Starting from the line that contains "of the man's", reproduce each line exactly through the end of the material, and include no other lines.
=== DATA SHOWN ===
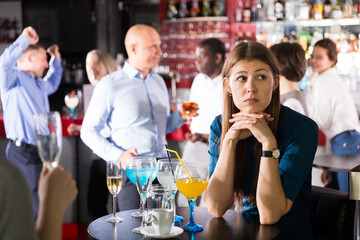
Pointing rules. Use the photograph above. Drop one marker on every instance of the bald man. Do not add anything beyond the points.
(24, 93)
(134, 103)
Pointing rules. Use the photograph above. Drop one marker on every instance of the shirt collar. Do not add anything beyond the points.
(133, 72)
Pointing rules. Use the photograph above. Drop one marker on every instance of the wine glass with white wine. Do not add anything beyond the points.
(72, 101)
(48, 133)
(114, 177)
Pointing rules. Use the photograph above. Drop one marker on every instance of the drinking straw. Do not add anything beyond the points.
(182, 163)
(172, 170)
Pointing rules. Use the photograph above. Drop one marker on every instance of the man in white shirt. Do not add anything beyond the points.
(134, 104)
(206, 91)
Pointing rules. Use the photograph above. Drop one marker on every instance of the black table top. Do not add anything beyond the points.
(337, 163)
(231, 226)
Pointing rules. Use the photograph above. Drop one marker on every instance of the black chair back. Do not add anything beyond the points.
(332, 214)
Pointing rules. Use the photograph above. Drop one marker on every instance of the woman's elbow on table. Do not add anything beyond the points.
(216, 209)
(272, 216)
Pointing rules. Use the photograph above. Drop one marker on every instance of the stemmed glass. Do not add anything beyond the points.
(48, 133)
(130, 172)
(71, 101)
(165, 176)
(189, 108)
(191, 188)
(114, 176)
(144, 167)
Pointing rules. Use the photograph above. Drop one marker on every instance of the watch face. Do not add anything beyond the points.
(276, 153)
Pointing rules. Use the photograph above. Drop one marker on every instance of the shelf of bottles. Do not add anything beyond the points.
(185, 24)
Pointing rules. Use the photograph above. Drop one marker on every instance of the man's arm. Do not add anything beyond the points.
(12, 54)
(54, 74)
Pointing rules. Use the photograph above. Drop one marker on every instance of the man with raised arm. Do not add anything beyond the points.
(24, 93)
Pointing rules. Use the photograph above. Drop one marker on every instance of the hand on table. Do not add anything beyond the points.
(326, 177)
(126, 155)
(74, 129)
(53, 50)
(31, 35)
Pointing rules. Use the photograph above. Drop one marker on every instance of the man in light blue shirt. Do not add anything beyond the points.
(134, 103)
(23, 94)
===
## EXERCISE ANSWER
Pointing rules. Use the photograph above. Drop one marker on every instance of the man's arm. Do not add anything beyond the points.
(12, 54)
(54, 74)
Pointing rules. Use the photograph above. Drop one marker on every instance of the man with raised arm. Do not add anything beyond the points.
(24, 93)
Pointing rules. Use the photograph above. Drop one marker on every instance of the hand on table. Do not add anything beyond the points.
(326, 177)
(126, 155)
(74, 129)
(53, 50)
(31, 35)
Pointing rules. Use the photograph above. Drop one marker on every instance of the man in light blue shirt. Do not add anything beyond the points.
(134, 103)
(23, 94)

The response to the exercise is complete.